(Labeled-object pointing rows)
*****
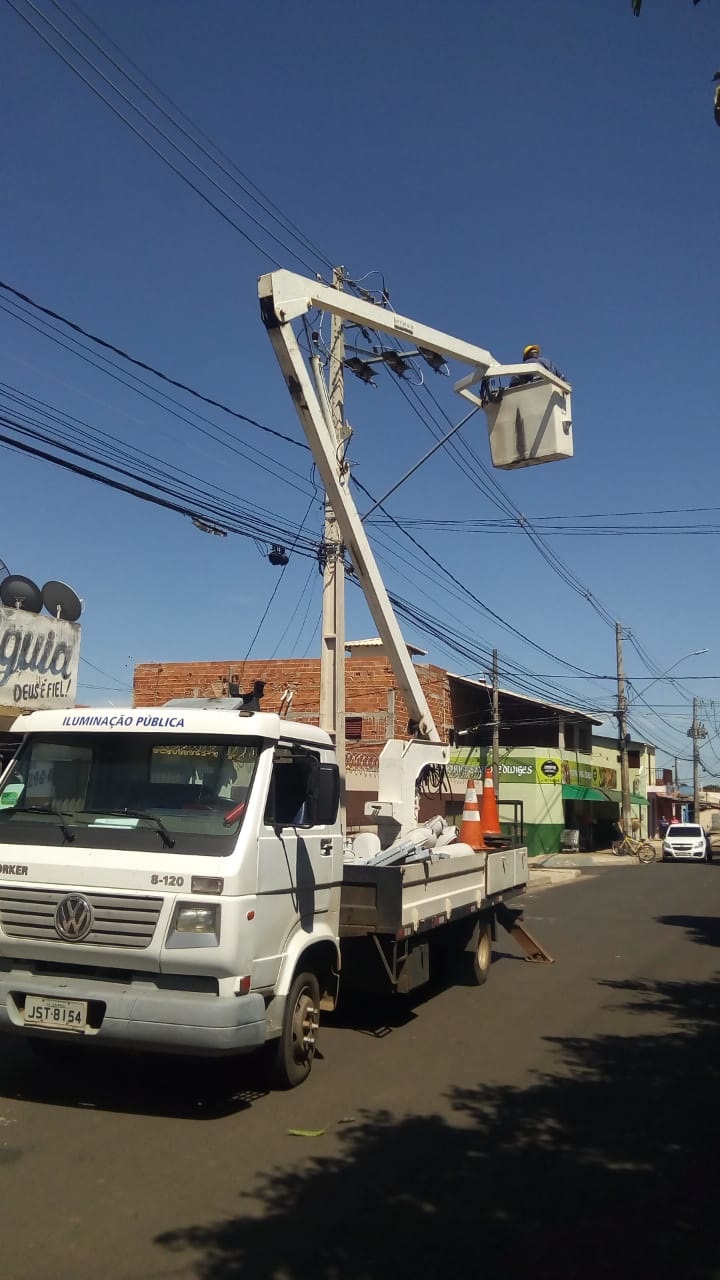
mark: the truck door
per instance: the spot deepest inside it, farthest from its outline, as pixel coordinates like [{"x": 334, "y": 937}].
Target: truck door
[{"x": 299, "y": 856}]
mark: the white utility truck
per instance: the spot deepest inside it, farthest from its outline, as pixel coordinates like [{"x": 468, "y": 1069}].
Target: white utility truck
[{"x": 178, "y": 878}]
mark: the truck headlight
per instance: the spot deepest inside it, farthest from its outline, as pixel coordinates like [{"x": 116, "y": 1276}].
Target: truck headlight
[{"x": 195, "y": 924}]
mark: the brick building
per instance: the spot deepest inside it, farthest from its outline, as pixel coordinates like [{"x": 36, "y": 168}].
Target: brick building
[
  {"x": 560, "y": 737},
  {"x": 374, "y": 708}
]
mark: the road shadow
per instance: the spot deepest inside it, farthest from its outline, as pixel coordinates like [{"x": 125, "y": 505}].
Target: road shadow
[
  {"x": 702, "y": 928},
  {"x": 602, "y": 1168},
  {"x": 131, "y": 1083}
]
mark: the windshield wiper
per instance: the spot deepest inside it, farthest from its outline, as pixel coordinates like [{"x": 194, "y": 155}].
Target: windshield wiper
[
  {"x": 139, "y": 813},
  {"x": 57, "y": 813}
]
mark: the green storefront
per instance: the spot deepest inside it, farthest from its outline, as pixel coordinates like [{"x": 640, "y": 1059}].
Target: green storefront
[{"x": 550, "y": 794}]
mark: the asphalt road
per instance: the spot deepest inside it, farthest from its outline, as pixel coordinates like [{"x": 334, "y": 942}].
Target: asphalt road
[{"x": 560, "y": 1121}]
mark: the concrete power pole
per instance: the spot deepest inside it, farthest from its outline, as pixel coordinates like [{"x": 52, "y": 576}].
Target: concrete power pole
[
  {"x": 495, "y": 725},
  {"x": 623, "y": 731},
  {"x": 696, "y": 731},
  {"x": 332, "y": 653}
]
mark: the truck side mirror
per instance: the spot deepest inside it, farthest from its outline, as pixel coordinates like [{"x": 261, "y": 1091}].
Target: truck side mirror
[{"x": 324, "y": 795}]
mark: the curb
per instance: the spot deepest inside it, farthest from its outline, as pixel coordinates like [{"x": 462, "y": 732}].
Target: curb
[{"x": 546, "y": 878}]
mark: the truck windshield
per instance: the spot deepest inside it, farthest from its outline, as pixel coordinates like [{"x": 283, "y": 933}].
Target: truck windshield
[{"x": 135, "y": 790}]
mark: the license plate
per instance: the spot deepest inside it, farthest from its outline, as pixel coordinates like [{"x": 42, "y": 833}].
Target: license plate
[{"x": 62, "y": 1015}]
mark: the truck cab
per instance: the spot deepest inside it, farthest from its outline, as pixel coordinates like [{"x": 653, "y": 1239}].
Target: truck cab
[{"x": 165, "y": 874}]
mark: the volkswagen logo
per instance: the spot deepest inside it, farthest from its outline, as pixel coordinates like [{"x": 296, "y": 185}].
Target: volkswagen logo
[{"x": 73, "y": 918}]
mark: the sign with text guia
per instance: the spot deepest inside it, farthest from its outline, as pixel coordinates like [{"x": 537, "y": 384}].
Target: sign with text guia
[{"x": 39, "y": 661}]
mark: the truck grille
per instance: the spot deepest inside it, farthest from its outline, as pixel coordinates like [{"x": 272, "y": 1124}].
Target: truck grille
[{"x": 118, "y": 920}]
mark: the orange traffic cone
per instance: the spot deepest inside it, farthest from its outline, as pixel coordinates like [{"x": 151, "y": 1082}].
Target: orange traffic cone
[
  {"x": 490, "y": 821},
  {"x": 470, "y": 831}
]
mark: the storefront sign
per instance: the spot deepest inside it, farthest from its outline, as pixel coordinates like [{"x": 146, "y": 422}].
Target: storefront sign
[
  {"x": 545, "y": 769},
  {"x": 39, "y": 661}
]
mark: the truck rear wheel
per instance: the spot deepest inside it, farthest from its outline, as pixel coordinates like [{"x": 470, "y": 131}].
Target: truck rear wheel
[
  {"x": 296, "y": 1046},
  {"x": 482, "y": 955}
]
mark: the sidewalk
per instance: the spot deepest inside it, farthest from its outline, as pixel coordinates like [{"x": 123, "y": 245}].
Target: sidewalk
[{"x": 556, "y": 868}]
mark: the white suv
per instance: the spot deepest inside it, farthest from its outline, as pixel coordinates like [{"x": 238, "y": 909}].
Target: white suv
[{"x": 686, "y": 841}]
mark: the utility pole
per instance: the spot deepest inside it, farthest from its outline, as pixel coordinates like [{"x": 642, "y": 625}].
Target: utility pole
[
  {"x": 495, "y": 725},
  {"x": 623, "y": 731},
  {"x": 696, "y": 731},
  {"x": 332, "y": 653}
]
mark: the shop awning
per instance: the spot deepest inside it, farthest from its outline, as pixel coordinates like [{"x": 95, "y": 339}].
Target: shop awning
[
  {"x": 570, "y": 792},
  {"x": 616, "y": 796}
]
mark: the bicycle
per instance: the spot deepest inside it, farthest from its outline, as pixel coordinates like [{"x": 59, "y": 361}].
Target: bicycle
[{"x": 641, "y": 849}]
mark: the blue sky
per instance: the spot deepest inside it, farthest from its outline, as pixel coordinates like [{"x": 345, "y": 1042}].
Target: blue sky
[{"x": 515, "y": 172}]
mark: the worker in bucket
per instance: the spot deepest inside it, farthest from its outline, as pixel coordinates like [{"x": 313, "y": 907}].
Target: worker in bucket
[{"x": 532, "y": 355}]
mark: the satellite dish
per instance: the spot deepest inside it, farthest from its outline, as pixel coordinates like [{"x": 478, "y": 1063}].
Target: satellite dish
[
  {"x": 62, "y": 602},
  {"x": 21, "y": 593}
]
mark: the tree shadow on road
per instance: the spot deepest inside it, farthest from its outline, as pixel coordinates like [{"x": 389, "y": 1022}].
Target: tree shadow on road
[{"x": 602, "y": 1168}]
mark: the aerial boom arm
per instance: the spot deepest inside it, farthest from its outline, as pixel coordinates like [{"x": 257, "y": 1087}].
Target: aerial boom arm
[
  {"x": 283, "y": 298},
  {"x": 335, "y": 480}
]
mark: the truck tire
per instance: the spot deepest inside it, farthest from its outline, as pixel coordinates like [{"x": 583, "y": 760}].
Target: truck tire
[
  {"x": 295, "y": 1050},
  {"x": 482, "y": 955}
]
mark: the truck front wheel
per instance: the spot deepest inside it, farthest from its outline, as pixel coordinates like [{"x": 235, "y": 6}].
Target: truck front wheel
[{"x": 296, "y": 1046}]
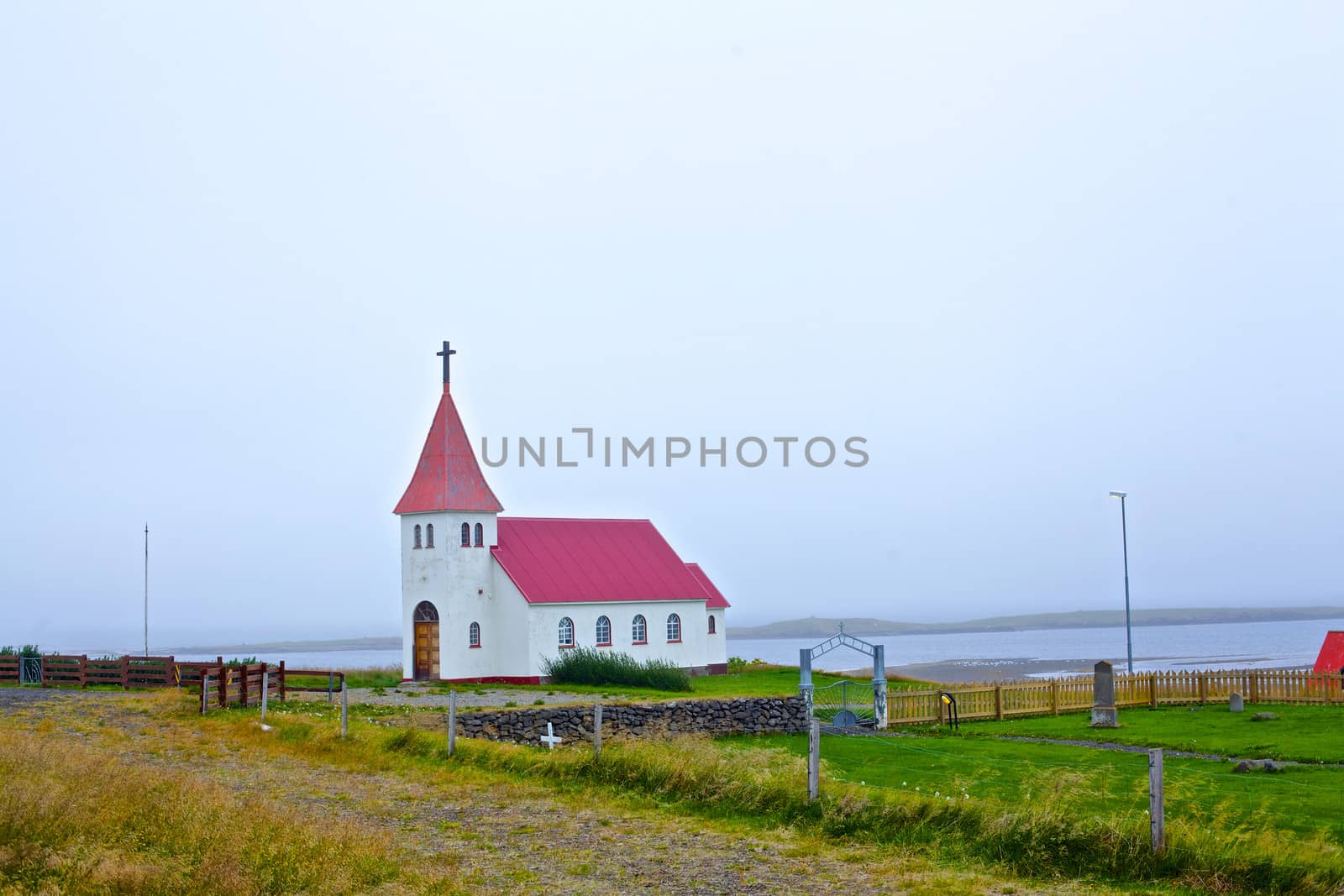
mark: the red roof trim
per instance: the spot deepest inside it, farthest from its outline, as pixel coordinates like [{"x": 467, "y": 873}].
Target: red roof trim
[
  {"x": 448, "y": 476},
  {"x": 570, "y": 560},
  {"x": 716, "y": 600}
]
*****
→ **What this task involves**
Write out everything from the row containing "mark: the truck tire" down to the last row, substituting "vehicle" for "truck" and changing nothing else. Leave the pictures out of your answer.

→ **Response**
mark: the vehicle tire
per instance: the spot deepest inside it, farthest from its outline, as pixel coordinates like [{"x": 583, "y": 760}].
Target: vehicle tire
[
  {"x": 295, "y": 1050},
  {"x": 482, "y": 955}
]
mark: the vehicle front wheel
per instance: the spot deepest inside it, farthest from its outline, as pixel coordinates like [{"x": 235, "y": 6}].
Target: vehicle front wheel
[{"x": 296, "y": 1046}]
mark: the red roof trim
per instance: the spot deepest inside it, farthest from its outline, as pixel coordinates like [{"x": 467, "y": 873}].
Target: red roof trim
[
  {"x": 448, "y": 476},
  {"x": 570, "y": 560},
  {"x": 716, "y": 600}
]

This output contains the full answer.